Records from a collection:
────

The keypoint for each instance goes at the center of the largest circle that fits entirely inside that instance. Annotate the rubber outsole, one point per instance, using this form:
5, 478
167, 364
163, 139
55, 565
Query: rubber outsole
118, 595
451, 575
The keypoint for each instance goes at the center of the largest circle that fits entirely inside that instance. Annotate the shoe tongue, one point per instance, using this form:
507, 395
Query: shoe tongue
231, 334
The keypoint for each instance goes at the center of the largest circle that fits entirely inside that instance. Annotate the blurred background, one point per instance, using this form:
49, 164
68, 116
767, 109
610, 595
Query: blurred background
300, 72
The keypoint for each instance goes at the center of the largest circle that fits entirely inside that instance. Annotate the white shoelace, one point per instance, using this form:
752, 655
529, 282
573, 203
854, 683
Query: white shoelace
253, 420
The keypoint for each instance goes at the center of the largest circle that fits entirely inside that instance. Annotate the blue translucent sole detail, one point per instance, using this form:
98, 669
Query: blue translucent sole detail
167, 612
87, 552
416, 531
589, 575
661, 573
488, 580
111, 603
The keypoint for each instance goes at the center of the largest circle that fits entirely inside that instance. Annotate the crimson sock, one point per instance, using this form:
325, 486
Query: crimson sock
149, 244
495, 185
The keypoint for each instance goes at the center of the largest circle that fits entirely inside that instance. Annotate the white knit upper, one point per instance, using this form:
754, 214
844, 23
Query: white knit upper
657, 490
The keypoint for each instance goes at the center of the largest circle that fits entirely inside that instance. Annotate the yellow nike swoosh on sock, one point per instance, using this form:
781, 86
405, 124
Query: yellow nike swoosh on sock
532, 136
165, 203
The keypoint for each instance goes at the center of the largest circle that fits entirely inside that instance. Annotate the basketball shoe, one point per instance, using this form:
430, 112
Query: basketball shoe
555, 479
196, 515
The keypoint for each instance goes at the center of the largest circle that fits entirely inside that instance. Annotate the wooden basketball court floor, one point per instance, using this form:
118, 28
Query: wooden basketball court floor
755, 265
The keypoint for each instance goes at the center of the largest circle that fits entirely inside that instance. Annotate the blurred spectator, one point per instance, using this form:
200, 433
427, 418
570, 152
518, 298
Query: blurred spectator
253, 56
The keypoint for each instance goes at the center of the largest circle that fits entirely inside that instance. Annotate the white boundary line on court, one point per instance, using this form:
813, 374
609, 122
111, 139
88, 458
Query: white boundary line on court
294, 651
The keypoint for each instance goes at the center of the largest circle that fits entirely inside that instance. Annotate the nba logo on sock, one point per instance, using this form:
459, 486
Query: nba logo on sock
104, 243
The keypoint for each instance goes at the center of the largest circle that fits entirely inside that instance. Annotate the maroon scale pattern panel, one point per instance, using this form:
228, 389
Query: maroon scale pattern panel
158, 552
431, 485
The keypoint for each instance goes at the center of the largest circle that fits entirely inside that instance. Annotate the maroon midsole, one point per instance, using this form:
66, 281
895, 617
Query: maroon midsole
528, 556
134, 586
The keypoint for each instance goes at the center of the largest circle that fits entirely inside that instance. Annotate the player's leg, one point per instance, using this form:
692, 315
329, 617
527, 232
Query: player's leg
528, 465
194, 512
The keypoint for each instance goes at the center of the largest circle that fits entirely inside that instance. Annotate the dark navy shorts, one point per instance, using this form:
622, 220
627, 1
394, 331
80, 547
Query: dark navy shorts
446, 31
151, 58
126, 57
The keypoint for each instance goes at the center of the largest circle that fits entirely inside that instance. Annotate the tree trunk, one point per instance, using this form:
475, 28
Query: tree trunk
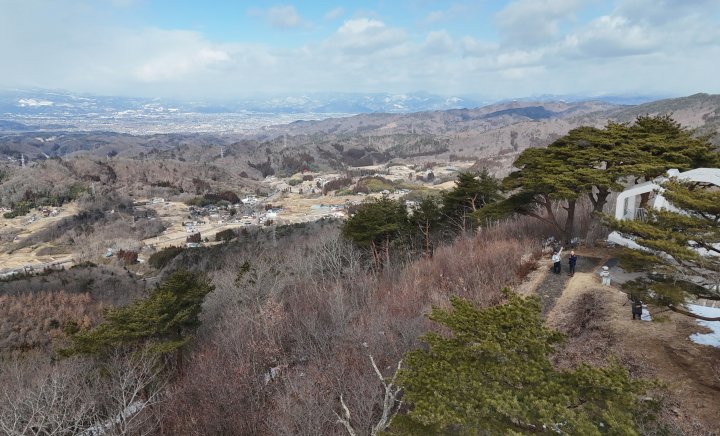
570, 220
599, 200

────

## Exercise instructions
Copy out exactly the lines between the line containing "maroon midsole, one" and the end of the entries, including both, and leave the pictures behind.

## Finished exercise
The keypoint for each instance goes at the center of the largest circle that fits entirely inside that instance. Annotate the maroon midsole, one point per instance, using this form:
66, 281
895, 617
Query: maroon midsole
528, 556
134, 586
The keypoint for each instance goes at the center of the largest circle that fits entirely inside that instance. Annotate the player's leg, one point per instance, using this form:
692, 315
329, 617
527, 232
Query: player's leg
528, 465
194, 512
The keypoint for each instance goes at the center of the largest circle that fits entirely inside that instance. Annotate the dark navy shorts, one point per instance, using this form:
622, 220
627, 1
394, 331
80, 547
Query: dark navy shorts
446, 31
151, 58
126, 57
The keypoint for each instance goes at the center of the largest circle that fits entirely inside that instance. Annotate the tree trunk, one point per instance, using this form:
475, 28
Query: tree trunk
570, 220
599, 200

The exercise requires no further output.